» **GIVEN PASSAGE**:

Dr. Myers has a combined 30 years of professional experience as a state trooper, special agent, sheriff, criminologist, professor, and university executive. Dr. Myers ended his law enforcement career as the sheriff of Johnson County, Kansas which serves a population of more than 600,000 citizens in the Kansas City Metropolitan area and is one of the largest sheriffs’ offices in the Midwest with nearly 750 employees and a jail population of approximately 1,000 inmates. He is a nationally recognized expert in criminal justice public policy as well as organizational management and leadership and has spoken at more than 1,000 local, state, and national conferences.

As a professor, Dr. Myers has developed and taught more than 25 courses at both the undergraduate and graduate level including disciplines within criminal justice, criminology, organizational management, leadership, ethics, and in the humanities. As a senior university executive (school dean and associate vice president), he has rolled out new degree programs, new product and program concepts, conducted program reviews, and have development outcomes-based, applied learning curriculum in various forms of modality (online, blended, and didactic). While the dean of the school of justice studies at Rasmussen College in Bloomington, Minnesota, Dr. Myers led a student population of nearly 2,000 along with approximately 150 faculty and staff to include a state-of-the-art police academy and corrections academy.

» **EXTRACTED RECORDS**:

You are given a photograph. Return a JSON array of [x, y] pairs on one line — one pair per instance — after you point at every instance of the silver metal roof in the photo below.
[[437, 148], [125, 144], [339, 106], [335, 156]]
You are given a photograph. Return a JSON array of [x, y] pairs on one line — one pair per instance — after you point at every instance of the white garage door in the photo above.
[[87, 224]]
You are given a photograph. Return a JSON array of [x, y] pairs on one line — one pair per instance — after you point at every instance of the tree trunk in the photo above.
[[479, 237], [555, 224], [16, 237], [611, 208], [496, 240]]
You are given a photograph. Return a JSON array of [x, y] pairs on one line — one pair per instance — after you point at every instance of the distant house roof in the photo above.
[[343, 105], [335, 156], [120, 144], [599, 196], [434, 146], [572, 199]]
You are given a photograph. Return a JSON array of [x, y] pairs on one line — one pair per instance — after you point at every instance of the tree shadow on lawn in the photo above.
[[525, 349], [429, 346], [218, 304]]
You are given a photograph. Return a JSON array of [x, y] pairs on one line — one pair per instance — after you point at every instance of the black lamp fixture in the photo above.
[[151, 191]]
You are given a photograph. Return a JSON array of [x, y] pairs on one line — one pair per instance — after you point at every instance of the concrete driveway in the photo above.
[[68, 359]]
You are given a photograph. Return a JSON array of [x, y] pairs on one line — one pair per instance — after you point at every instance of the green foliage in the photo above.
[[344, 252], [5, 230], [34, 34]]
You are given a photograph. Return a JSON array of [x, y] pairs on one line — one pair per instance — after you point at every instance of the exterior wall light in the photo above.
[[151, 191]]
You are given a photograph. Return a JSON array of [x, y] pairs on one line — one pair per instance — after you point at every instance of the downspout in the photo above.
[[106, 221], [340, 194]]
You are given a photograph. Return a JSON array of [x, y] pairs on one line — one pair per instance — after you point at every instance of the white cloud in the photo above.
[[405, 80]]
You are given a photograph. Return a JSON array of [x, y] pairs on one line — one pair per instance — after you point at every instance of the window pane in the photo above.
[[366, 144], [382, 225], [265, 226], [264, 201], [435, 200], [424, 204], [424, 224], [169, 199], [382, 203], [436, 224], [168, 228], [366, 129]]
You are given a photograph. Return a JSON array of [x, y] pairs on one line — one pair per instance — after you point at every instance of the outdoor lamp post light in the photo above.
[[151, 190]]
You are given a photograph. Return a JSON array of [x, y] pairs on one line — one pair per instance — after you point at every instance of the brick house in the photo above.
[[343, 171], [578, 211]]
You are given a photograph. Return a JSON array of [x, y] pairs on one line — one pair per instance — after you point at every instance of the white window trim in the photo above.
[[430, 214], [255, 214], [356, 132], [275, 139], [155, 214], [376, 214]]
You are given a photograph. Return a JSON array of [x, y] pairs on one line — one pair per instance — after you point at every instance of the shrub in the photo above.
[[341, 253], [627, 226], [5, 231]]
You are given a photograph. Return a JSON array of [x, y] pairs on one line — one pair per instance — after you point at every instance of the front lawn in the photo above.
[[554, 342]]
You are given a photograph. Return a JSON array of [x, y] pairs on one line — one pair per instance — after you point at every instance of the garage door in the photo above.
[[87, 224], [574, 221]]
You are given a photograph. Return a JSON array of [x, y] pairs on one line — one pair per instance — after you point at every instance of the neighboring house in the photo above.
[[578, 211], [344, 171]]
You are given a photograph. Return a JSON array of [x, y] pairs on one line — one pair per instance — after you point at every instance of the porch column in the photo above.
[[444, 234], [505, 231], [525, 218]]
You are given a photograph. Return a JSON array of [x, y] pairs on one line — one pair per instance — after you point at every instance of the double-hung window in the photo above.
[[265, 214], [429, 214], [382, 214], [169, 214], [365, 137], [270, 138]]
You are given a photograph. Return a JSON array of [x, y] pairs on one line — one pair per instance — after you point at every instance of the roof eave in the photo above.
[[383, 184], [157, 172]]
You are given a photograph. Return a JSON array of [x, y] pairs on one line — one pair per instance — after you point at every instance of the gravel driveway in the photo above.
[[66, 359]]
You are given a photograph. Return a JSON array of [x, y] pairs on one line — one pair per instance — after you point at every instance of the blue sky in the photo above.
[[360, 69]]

» **SET OF TASKS**:
1. According to the Dr. Myers biography, how many employees does the Johnson County sheriff's office have?
2. In the Dr. Myers biography, copy the text from "As a professor, Dr." to "and corrections academy.", swapping "Dr. Myers" for "Myers".
3. Condense the paragraph of the Dr. Myers biography that begins "As a professor, Dr. Myers has developed" into a shorter version that keeps its main facts.

» **ANSWERS FOR EACH ITEM**:
1. Nearly 750 employees.

2.
As a professor, Myers has developed and taught more than 25 courses at both the undergraduate and graduate level including disciplines within criminal justice, criminology, organizational management, leadership, ethics, and in the humanities. As a senior university executive (school dean and associate vice president), he has rolled out new degree programs, new product and program concepts, conducted program reviews, and have development outcomes-based, applied learning curriculum in various forms of modality (online, blended, and didactic). While the dean of the school of justice studies at Rasmussen College in Bloomington, Minnesota, Myers led a student population of nearly 2,000 along with approximately 150 faculty and staff to include a state-of-the-art police academy and corrections academy.

3. Dr. Myers has developed and taught more than 25 undergraduate and graduate courses in criminal justice, criminology, organizational management, leadership, ethics, and the humanities. As a school dean and associate vice president, he launched new degree programs and program concepts, conducted program reviews, and developed outcomes-based, applied learning curriculum for online, blended, and didactic delivery. As dean of the school of justice studies at Rasmussen College in Bloomington, Minnesota, he led nearly 2,000 students and about 150 faculty and staff, including a state-of-the-art police academy and corrections academy.